What to produce => Your task is to reproduce exactly the lines that run from the beginning of the data through the line where "Target: evergreen tree" appears.

Referring expression data
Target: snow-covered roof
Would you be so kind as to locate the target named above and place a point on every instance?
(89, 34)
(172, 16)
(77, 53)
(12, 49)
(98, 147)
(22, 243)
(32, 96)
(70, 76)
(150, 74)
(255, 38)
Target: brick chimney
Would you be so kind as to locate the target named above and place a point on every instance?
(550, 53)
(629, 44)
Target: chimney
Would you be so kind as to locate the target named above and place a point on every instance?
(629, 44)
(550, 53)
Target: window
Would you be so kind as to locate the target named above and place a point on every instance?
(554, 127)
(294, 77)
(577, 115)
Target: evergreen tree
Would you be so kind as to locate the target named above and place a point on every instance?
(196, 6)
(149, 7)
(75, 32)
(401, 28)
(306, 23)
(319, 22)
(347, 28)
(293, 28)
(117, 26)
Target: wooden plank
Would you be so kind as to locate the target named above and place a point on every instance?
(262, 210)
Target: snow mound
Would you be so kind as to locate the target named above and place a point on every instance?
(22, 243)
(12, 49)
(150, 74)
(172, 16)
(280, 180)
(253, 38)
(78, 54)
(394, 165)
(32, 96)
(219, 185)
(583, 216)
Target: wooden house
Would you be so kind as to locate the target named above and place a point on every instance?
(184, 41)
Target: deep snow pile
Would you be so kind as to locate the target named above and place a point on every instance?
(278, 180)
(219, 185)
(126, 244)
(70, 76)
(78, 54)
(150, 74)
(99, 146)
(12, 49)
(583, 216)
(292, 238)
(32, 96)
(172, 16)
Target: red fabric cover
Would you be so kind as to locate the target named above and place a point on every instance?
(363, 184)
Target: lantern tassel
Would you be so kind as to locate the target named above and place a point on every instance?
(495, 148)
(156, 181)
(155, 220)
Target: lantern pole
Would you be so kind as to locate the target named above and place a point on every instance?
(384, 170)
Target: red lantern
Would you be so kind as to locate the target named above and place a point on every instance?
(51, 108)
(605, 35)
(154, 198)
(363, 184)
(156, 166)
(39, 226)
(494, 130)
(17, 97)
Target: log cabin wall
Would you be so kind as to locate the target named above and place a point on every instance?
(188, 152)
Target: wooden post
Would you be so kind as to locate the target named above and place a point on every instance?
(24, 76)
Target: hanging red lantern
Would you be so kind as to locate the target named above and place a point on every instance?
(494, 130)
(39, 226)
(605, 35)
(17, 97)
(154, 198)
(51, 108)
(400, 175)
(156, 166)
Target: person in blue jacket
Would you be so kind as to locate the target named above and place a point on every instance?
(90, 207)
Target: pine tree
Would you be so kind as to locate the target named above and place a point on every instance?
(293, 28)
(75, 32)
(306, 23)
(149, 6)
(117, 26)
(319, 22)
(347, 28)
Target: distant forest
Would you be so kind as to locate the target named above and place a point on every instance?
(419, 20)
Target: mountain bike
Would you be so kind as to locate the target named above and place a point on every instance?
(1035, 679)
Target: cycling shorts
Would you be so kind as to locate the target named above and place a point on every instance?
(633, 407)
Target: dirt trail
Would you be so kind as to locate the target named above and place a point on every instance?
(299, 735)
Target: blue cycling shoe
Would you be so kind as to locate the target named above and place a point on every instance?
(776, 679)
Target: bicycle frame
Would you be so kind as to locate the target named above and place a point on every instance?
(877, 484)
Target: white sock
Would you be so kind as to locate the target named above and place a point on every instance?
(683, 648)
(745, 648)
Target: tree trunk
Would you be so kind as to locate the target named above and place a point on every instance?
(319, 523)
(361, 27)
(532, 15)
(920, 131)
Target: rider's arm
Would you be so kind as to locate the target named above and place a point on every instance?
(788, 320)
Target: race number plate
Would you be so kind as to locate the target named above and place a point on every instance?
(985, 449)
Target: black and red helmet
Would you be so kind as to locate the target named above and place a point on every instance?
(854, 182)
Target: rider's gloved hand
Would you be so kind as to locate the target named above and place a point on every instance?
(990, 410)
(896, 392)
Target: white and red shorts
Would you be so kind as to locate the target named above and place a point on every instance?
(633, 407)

Answer for the task =>
Target: snow-covered roof
Would you be so kind as to locate the target named above and place a point on every instance?
(89, 34)
(172, 16)
(77, 53)
(12, 49)
(98, 147)
(22, 243)
(32, 96)
(70, 76)
(150, 74)
(255, 38)
Target: brick chimney
Would you be so kind as to locate the target named above and place a point on every instance?
(550, 53)
(629, 44)
Target: chimney
Would you be so kind as to locate the target named above and place a point on every instance?
(629, 44)
(550, 53)
Target: window
Would you be so kind as to locate the target named above and place a point on every instance?
(554, 127)
(294, 77)
(577, 115)
Target: evergreen tree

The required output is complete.